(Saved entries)

— START —

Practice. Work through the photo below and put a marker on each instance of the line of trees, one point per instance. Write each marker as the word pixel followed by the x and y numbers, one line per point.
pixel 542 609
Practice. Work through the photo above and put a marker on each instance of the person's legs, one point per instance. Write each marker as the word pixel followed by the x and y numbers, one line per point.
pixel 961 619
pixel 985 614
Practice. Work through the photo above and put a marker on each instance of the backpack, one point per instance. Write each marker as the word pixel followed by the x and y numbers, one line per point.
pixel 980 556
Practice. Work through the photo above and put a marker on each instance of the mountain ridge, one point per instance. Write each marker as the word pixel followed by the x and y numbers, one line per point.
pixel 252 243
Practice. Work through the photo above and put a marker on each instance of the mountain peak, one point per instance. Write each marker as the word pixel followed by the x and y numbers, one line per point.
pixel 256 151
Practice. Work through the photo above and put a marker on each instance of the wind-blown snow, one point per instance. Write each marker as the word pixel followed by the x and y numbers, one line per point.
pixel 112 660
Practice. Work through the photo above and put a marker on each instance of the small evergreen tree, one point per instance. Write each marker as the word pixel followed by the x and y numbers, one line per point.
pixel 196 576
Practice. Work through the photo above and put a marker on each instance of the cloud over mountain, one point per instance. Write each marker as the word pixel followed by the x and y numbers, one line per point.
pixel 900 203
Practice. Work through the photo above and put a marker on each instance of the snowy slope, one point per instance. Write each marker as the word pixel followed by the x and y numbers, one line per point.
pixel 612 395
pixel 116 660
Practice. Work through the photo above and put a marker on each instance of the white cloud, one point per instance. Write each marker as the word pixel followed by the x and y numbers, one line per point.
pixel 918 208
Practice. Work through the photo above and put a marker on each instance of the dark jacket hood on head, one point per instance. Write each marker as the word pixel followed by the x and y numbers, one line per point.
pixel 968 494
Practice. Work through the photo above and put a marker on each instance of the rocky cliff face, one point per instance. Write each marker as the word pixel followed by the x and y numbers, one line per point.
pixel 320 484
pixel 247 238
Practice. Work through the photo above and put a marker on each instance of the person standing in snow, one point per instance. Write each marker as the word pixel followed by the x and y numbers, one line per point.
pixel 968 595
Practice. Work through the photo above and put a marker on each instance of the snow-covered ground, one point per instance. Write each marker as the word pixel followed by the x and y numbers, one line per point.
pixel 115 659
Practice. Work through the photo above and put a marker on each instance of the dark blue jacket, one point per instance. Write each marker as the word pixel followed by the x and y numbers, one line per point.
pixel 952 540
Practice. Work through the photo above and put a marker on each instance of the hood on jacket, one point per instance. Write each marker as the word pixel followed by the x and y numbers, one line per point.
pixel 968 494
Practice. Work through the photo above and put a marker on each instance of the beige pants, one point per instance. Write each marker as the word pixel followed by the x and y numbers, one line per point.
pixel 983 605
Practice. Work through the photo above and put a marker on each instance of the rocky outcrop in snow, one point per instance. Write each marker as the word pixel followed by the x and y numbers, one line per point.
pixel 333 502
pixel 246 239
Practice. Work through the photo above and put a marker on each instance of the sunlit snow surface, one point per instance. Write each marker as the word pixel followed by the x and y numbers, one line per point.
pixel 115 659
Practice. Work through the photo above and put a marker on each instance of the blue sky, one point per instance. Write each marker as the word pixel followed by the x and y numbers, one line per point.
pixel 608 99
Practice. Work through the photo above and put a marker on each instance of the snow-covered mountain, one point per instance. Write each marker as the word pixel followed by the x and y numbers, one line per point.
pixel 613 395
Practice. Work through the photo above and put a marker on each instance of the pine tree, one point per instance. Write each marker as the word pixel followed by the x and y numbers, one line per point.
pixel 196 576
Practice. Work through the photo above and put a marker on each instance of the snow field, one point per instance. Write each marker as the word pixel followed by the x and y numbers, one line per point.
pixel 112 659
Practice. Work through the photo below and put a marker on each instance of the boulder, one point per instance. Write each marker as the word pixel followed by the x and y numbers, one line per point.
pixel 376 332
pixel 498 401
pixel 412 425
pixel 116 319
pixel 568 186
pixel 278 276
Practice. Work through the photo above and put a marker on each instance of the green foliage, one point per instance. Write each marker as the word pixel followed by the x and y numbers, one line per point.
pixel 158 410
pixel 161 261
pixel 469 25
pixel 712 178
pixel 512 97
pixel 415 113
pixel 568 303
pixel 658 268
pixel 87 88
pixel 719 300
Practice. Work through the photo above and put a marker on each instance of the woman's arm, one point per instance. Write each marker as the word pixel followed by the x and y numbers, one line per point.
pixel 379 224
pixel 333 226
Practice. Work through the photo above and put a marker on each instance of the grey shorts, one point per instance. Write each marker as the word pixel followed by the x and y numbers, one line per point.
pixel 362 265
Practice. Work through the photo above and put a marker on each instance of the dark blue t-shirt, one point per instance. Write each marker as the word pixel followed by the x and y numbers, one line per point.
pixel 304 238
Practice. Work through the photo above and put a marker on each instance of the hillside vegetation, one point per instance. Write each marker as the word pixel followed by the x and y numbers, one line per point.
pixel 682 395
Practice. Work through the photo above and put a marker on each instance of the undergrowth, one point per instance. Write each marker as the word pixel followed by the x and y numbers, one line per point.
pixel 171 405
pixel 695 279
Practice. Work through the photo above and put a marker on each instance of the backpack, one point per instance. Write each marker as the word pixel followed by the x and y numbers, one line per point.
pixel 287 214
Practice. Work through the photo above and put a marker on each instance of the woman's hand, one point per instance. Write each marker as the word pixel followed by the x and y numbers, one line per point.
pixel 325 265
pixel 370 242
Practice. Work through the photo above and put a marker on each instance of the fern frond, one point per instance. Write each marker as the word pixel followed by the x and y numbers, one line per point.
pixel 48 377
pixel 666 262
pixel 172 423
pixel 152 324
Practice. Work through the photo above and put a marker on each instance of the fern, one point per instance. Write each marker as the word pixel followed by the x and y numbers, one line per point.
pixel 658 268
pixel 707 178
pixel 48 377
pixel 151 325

— END —

*What you will do*
Repeat the lines from the line with "of the pine" to the line with "pixel 112 659", swapping "pine tree" for "fir tree" and changing nothing else.

*Result of this task*
Practice. Work through the photo above and put a marker on each instance of the fir tree, one point per instance. Write each marker as the word pixel followed by the x and y numbers, one line per point.
pixel 196 576
Practice. Work through the photo above and put a marker on each instance of the snow field, one point per instance. Write each marker as the word pixel followed by the x and y numbers, one line per point.
pixel 112 659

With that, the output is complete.